位置指定データセットの行
+++

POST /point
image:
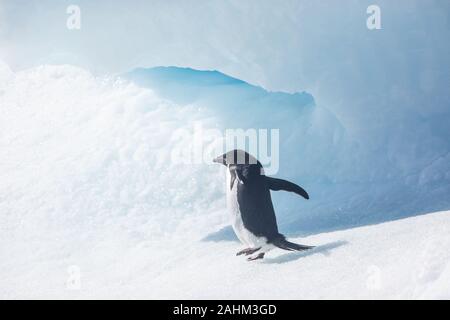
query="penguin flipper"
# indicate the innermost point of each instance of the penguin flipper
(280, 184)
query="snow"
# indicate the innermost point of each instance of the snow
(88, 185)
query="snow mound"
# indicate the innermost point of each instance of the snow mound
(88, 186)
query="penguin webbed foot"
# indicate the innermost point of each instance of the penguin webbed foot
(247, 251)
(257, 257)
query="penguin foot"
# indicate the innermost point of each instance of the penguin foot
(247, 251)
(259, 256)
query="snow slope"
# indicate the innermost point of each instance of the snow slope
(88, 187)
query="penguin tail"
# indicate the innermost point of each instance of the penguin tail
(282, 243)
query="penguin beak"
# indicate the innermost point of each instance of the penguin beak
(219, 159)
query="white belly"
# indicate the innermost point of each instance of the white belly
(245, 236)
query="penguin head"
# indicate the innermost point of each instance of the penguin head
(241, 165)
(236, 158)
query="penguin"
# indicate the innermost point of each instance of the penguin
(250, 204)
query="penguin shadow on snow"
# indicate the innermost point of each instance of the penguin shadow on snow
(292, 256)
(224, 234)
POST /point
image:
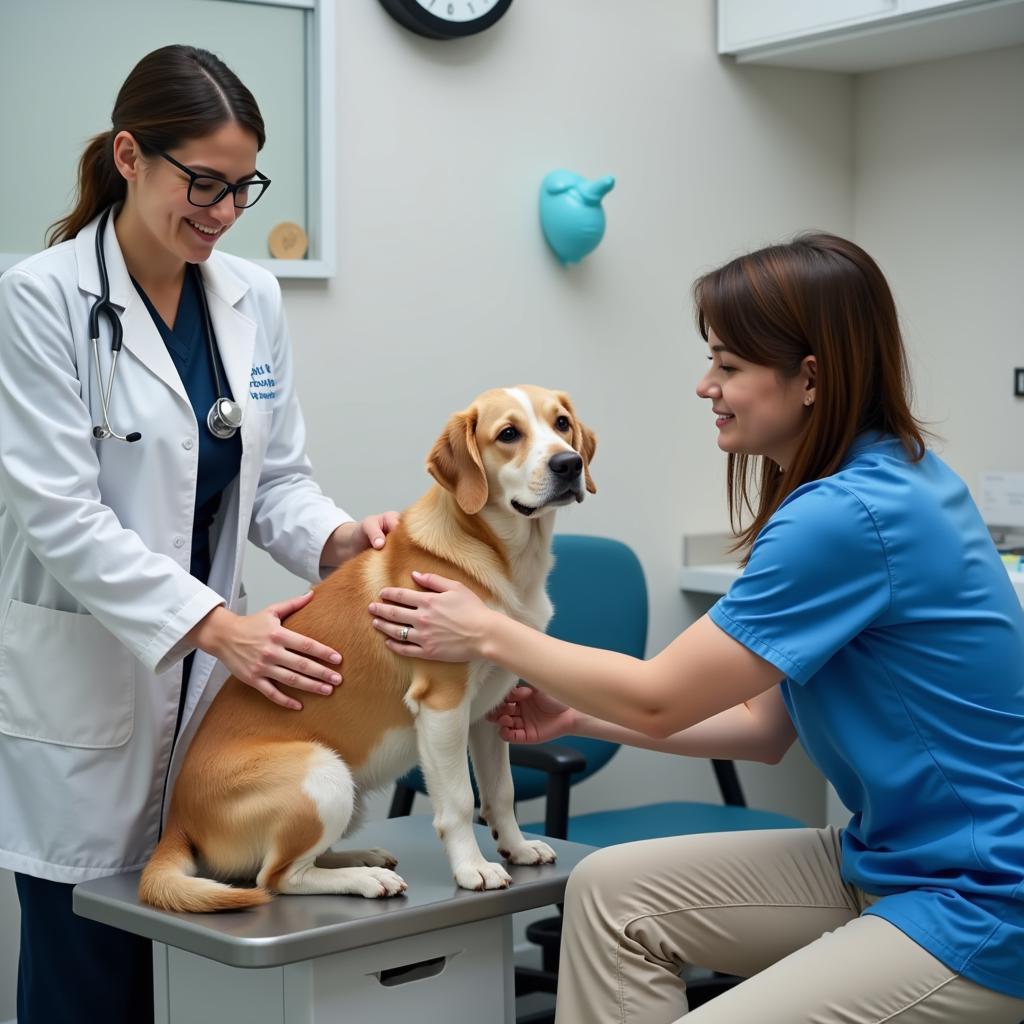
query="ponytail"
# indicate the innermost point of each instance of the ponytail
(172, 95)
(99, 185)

+++

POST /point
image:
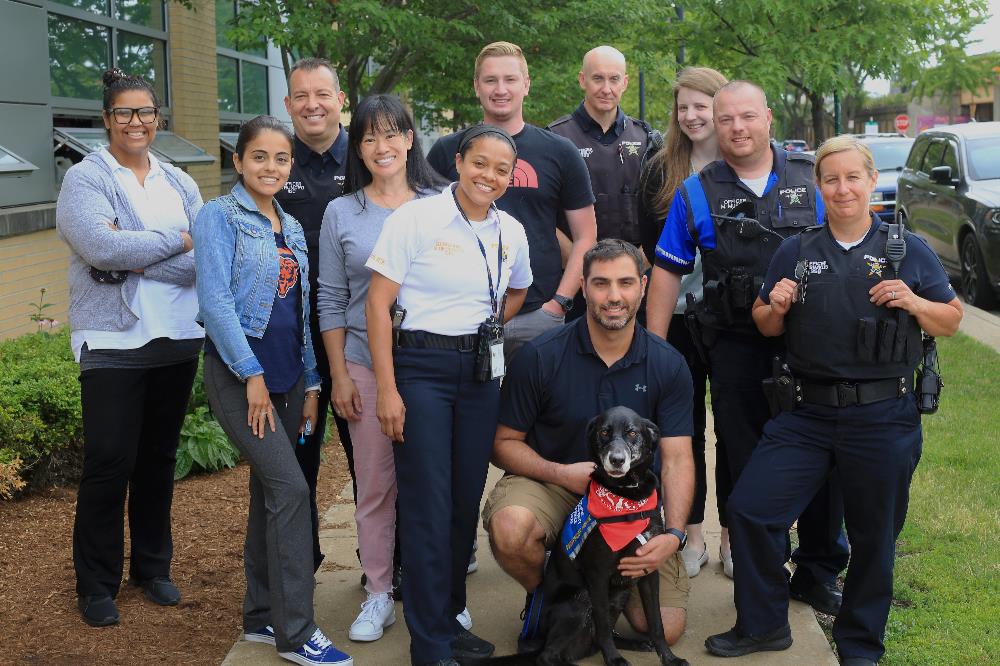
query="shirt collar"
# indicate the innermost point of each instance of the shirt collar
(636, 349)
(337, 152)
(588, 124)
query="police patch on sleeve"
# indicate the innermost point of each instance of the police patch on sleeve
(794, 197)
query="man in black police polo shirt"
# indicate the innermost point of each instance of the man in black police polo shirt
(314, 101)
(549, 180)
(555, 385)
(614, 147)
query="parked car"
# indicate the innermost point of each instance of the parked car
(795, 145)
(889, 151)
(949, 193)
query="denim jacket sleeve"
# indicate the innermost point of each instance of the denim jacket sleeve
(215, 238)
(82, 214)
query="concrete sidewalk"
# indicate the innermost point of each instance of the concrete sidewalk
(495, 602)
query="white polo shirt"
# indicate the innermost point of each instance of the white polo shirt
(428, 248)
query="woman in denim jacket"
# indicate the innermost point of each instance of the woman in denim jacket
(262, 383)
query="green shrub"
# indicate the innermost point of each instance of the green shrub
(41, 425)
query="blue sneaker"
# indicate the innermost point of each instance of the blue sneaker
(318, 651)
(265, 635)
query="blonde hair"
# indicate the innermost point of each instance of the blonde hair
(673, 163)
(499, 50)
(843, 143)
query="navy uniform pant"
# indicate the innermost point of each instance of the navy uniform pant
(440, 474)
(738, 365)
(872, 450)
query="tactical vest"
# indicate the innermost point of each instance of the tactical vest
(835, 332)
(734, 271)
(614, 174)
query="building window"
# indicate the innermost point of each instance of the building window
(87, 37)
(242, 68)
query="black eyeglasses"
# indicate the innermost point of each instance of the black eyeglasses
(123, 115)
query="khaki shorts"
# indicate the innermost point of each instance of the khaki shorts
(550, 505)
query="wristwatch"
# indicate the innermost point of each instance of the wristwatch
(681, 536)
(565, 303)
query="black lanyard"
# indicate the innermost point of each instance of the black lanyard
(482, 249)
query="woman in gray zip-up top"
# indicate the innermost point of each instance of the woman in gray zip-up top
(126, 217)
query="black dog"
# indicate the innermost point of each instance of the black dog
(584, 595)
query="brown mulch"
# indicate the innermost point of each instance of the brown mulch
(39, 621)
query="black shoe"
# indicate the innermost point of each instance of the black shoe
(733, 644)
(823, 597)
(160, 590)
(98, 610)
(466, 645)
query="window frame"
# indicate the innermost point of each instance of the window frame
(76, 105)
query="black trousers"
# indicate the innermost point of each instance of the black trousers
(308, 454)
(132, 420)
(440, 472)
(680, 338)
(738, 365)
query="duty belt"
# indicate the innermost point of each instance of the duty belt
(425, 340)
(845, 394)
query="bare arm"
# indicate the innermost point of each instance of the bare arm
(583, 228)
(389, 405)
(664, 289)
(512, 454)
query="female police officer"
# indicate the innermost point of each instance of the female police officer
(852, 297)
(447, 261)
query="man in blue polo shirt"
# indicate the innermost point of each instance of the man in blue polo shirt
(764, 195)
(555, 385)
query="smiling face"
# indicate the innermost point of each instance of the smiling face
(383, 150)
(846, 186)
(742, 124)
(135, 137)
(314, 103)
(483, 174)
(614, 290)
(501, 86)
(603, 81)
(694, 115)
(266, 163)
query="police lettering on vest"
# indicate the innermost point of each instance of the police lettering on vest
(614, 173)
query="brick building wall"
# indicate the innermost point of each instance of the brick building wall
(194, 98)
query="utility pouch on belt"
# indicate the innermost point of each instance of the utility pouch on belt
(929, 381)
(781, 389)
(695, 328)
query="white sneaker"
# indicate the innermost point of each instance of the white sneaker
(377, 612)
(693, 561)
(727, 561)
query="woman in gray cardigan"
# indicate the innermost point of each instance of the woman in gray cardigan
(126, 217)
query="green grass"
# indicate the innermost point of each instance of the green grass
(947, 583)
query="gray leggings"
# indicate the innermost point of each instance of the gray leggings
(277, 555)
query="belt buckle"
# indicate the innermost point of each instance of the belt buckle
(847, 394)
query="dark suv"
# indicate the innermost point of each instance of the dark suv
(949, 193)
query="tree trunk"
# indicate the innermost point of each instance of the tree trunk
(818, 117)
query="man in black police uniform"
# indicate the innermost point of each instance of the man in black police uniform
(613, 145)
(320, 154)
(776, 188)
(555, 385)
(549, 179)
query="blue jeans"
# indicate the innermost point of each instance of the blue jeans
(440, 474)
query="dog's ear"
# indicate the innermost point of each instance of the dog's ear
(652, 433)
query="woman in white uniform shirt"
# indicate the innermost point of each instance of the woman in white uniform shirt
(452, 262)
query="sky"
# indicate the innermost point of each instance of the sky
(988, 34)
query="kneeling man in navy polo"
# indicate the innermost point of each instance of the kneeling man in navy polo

+++

> [やること]
上の記録から「lettering」という語を含む行をすべて抜き出して、一行ずつ書き写してください。

> [結果]
query="police lettering on vest"
# indicate the innermost point of each instance of the police lettering on vest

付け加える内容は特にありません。